Write out the lines of the records from the one containing "Pressing-analysis tagging request: spot the foliage" to the very last, keeping each exactly as it is.
*** SUPPLIED DATA Section Begins ***
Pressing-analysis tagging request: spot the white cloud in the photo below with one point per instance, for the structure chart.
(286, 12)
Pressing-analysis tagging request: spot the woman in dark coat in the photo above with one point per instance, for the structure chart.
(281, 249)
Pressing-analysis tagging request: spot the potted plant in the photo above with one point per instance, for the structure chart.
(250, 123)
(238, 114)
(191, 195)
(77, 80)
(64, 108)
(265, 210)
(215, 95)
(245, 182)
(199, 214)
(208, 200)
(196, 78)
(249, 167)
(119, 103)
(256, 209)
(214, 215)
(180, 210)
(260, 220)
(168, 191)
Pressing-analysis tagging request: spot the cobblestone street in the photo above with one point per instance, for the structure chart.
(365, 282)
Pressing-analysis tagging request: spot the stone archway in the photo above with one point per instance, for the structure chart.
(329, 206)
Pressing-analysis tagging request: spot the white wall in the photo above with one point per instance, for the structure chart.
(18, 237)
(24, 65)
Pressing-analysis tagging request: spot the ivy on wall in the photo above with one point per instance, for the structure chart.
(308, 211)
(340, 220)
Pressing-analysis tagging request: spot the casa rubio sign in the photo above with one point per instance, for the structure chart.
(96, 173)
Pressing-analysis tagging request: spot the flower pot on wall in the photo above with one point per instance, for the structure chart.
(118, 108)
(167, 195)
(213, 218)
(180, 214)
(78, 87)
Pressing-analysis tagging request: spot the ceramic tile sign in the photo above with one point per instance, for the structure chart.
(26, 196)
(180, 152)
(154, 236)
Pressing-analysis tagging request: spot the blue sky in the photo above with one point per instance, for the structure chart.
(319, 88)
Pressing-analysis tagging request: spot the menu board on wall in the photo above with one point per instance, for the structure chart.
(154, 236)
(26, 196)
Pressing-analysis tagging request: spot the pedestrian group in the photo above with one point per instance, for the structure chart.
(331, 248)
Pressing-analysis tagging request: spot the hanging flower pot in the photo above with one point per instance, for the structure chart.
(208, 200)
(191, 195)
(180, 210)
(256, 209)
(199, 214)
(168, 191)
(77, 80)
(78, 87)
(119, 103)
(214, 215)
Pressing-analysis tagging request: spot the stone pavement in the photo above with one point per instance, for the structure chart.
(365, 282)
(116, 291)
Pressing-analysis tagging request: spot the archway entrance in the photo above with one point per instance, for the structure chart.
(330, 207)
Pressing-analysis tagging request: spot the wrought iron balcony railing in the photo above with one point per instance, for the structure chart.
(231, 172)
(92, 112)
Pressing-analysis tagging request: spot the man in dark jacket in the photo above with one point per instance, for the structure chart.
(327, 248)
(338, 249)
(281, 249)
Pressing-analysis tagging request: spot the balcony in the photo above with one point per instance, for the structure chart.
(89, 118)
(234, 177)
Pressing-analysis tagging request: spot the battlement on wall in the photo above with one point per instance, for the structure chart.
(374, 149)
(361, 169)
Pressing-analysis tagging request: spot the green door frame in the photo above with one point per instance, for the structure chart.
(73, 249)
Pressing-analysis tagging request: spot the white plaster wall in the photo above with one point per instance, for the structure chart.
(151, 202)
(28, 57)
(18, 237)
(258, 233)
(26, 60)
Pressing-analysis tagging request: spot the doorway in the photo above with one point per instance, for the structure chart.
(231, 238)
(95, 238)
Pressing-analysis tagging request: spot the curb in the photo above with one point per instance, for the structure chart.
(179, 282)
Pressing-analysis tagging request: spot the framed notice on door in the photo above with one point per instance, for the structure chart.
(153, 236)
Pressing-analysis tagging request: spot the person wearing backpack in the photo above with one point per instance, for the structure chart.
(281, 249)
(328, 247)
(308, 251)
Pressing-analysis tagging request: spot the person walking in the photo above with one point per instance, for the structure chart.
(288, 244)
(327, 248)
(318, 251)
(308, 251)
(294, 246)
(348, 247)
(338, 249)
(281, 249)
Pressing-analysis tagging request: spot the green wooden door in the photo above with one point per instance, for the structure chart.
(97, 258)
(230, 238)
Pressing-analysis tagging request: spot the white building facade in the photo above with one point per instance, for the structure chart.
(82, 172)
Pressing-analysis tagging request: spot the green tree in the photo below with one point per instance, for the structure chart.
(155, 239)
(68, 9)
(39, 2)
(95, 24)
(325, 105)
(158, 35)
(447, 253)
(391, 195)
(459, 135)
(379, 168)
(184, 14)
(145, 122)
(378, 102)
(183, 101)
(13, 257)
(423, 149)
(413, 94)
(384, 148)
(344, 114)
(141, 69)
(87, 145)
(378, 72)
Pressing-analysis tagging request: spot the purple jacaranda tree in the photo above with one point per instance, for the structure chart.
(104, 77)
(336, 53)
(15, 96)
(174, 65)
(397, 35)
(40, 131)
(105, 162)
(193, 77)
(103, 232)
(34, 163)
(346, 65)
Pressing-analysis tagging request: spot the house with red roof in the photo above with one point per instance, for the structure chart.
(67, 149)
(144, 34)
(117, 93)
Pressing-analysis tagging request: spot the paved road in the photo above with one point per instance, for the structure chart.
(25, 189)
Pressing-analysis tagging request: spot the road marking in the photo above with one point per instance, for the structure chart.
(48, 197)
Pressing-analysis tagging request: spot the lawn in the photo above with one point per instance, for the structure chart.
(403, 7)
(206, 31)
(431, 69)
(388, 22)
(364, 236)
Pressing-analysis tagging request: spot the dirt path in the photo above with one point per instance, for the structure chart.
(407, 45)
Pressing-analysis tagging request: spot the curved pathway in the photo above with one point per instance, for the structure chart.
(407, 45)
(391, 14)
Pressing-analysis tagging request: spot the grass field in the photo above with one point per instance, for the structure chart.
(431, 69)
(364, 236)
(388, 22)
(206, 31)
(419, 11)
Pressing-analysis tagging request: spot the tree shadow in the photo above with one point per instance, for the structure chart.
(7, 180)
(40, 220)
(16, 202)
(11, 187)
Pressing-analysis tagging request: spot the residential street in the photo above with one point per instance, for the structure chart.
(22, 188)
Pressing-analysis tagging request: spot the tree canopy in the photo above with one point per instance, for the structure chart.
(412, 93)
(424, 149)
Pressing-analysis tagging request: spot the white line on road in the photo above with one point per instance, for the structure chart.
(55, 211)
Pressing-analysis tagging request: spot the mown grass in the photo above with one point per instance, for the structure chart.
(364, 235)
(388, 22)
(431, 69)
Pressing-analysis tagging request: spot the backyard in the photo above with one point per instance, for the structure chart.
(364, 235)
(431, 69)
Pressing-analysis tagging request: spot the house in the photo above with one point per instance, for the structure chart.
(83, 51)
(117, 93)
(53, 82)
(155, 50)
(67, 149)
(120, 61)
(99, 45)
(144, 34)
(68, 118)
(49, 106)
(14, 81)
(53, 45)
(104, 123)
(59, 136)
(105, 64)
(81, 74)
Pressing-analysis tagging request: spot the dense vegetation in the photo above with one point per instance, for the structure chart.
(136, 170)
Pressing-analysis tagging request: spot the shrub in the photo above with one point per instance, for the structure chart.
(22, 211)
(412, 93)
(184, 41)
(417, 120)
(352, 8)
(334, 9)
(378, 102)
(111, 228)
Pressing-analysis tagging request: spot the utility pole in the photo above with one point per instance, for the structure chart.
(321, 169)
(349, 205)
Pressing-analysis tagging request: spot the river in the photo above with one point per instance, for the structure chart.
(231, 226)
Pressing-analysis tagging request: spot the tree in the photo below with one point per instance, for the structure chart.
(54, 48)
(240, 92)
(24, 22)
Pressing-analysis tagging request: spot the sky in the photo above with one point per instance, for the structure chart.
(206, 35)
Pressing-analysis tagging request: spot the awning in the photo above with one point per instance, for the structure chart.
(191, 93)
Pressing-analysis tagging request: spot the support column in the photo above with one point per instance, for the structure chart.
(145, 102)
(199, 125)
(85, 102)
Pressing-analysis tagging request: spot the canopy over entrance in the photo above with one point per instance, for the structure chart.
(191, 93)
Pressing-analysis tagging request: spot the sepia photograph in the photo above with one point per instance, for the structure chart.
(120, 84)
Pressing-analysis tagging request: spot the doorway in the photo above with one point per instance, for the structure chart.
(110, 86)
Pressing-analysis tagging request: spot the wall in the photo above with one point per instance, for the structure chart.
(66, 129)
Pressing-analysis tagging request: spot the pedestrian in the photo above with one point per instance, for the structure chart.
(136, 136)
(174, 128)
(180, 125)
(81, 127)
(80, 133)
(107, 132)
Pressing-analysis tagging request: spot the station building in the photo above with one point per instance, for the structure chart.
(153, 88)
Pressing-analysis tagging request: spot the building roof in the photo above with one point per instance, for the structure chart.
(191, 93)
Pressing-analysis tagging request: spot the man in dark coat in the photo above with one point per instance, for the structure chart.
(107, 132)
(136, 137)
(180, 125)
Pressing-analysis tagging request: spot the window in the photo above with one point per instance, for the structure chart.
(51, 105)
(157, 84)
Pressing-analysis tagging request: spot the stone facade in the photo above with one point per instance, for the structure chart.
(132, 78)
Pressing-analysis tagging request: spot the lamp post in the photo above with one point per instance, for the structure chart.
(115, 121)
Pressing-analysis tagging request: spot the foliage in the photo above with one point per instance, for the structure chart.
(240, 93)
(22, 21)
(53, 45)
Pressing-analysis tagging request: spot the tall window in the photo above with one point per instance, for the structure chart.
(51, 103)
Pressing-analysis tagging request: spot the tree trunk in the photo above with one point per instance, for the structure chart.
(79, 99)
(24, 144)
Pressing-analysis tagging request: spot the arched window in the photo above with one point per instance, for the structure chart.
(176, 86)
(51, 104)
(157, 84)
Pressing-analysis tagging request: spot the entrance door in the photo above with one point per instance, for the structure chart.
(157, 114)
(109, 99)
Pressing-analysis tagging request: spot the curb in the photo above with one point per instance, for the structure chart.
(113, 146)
*** SUPPLIED DATA Section Ends ***
- **RESULT**:
Pressing-analysis tagging request: spot the foliage in the photo above with one point per instance, for the structure chart.
(240, 93)
(22, 21)
(53, 45)
Pressing-analysis tagging request: spot the tall window in the photo above with one point per instance, for the structure chart.
(51, 103)
Pressing-analysis tagging request: spot the tree trunk in the photo above with one point per instance, for the structure chart.
(79, 99)
(24, 144)
Pressing-analysis tagging request: spot the arched window in the photo above with one point per instance, for the structure chart.
(176, 86)
(51, 104)
(157, 84)
Pressing-analysis tagging request: spot the entrance door in the photo above with one point per instance, for the structure chart.
(157, 114)
(109, 99)
Pressing-analysis tagging request: spot the curb in the photo above with one point per instance, for the structure chart.
(113, 146)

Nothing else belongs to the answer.